TASK DETAILS:
All lines from the one containing "Target: small christmas tree" to the end of the listing below are to be reproduced exactly, and no others.

DATA TO PROCESS:
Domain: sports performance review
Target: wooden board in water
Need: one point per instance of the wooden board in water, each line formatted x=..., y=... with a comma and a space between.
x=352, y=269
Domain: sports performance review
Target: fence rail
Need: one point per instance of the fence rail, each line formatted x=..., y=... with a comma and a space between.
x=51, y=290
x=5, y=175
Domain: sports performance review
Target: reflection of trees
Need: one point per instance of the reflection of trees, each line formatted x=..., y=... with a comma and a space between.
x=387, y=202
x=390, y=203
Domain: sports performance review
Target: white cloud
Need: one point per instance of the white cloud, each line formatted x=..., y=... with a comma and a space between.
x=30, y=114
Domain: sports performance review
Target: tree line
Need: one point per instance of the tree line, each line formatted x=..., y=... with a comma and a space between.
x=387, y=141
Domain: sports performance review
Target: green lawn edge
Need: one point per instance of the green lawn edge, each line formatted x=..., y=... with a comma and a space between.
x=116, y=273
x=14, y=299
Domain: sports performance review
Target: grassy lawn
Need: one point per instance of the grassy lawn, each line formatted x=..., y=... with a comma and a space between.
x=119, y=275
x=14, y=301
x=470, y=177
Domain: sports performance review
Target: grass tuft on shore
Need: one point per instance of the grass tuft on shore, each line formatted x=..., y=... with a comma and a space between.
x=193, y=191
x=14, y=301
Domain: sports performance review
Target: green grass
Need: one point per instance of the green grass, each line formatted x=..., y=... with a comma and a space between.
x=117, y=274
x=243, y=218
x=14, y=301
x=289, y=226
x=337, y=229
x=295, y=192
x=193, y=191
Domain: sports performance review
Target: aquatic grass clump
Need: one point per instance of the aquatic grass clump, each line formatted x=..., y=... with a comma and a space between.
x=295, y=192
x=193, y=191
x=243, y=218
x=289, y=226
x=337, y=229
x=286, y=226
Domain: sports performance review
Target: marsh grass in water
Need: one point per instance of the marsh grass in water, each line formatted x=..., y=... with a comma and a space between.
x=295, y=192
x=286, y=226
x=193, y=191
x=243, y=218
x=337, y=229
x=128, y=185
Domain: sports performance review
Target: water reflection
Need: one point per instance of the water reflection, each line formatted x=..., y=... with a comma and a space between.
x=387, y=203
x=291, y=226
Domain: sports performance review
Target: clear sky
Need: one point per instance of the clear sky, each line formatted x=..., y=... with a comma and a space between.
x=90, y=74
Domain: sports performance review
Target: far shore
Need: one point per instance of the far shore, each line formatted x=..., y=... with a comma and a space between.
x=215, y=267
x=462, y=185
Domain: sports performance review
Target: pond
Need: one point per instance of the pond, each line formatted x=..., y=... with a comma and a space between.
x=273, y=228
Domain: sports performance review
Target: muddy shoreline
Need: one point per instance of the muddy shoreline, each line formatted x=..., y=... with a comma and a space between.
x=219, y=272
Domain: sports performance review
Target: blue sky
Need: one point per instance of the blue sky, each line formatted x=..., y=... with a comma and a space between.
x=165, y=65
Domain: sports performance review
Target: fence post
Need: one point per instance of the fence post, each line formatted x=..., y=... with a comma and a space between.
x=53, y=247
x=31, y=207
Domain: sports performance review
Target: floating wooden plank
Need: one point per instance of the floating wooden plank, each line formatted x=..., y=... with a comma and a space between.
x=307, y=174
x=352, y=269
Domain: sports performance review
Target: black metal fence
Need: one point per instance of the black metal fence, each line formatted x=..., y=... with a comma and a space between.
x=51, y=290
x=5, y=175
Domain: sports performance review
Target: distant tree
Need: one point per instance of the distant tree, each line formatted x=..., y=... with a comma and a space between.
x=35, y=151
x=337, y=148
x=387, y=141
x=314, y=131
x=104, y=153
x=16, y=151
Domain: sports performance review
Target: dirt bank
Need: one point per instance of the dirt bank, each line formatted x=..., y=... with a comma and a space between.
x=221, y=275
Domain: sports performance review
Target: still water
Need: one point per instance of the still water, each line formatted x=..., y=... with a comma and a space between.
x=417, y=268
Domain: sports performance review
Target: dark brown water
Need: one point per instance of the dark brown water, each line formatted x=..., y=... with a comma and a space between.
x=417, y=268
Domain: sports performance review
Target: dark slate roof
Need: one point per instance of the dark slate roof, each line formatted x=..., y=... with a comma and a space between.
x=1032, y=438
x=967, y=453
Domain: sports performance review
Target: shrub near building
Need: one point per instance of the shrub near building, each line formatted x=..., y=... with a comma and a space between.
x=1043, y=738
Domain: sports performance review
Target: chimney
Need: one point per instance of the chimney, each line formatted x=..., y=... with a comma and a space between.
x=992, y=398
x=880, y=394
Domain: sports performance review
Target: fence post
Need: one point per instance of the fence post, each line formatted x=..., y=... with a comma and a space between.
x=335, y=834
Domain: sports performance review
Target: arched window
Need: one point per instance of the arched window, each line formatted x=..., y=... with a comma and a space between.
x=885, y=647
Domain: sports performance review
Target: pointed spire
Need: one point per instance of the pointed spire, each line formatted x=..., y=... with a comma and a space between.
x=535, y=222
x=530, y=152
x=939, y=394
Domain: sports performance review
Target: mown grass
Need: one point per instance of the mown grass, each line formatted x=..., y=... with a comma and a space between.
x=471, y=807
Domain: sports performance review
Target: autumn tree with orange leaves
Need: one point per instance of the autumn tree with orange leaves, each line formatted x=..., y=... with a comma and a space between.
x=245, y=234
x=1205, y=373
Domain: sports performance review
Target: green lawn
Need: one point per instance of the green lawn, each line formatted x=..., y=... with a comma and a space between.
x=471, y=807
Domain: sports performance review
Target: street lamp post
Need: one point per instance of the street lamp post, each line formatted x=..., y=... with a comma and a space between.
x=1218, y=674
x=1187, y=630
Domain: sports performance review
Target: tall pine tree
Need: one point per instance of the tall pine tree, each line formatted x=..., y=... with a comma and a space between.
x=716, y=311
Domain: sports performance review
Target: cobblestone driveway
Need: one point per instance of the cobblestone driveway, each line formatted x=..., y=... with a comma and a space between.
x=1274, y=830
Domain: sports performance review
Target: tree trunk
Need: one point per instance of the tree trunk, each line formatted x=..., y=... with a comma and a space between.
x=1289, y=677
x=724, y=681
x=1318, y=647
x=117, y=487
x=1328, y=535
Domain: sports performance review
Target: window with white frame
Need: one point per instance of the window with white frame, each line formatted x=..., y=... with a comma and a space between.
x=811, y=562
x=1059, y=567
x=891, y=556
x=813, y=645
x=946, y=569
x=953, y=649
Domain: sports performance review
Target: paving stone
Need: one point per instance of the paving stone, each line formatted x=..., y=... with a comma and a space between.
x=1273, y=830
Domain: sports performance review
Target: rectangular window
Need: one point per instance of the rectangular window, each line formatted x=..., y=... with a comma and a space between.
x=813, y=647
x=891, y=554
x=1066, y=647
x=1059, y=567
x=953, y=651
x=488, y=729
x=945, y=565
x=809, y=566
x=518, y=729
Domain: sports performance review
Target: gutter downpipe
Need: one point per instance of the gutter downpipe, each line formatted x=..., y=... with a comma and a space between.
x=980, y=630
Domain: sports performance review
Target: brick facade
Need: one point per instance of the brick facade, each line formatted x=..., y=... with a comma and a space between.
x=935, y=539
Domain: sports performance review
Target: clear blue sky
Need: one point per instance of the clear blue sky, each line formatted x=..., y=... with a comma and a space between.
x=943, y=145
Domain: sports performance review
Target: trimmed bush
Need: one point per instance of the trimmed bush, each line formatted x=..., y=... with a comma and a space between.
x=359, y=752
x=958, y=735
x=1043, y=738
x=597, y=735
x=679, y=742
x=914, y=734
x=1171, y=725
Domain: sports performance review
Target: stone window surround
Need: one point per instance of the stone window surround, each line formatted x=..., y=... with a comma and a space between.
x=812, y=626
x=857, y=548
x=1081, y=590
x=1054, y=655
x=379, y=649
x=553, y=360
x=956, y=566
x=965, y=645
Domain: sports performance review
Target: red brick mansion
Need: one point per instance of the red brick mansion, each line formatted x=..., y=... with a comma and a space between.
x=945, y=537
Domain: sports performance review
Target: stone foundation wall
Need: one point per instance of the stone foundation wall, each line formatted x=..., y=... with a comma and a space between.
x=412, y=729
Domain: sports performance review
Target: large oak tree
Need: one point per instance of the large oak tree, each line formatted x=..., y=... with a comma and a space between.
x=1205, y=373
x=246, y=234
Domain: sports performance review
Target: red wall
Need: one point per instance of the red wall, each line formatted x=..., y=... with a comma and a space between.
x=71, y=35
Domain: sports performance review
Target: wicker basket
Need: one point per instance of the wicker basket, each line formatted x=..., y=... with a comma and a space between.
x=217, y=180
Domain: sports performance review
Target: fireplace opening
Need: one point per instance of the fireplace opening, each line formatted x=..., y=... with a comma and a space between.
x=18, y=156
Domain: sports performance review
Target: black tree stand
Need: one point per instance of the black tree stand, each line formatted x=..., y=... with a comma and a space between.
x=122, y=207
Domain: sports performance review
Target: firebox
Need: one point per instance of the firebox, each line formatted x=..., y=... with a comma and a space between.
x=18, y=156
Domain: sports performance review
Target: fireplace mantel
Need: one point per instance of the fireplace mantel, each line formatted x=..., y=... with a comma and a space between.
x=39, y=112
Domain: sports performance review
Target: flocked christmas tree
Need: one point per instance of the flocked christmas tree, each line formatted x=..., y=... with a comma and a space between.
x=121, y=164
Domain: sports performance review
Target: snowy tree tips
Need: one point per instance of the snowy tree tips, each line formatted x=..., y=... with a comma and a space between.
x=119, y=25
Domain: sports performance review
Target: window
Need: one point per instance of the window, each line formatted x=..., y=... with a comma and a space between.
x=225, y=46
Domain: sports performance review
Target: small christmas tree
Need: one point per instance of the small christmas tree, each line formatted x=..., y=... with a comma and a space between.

RESULT OF THE EXERCISE:
Target: small christmas tree
Need: one point per instance of the small christmas tree, each line formatted x=..., y=... with a comma and a space between.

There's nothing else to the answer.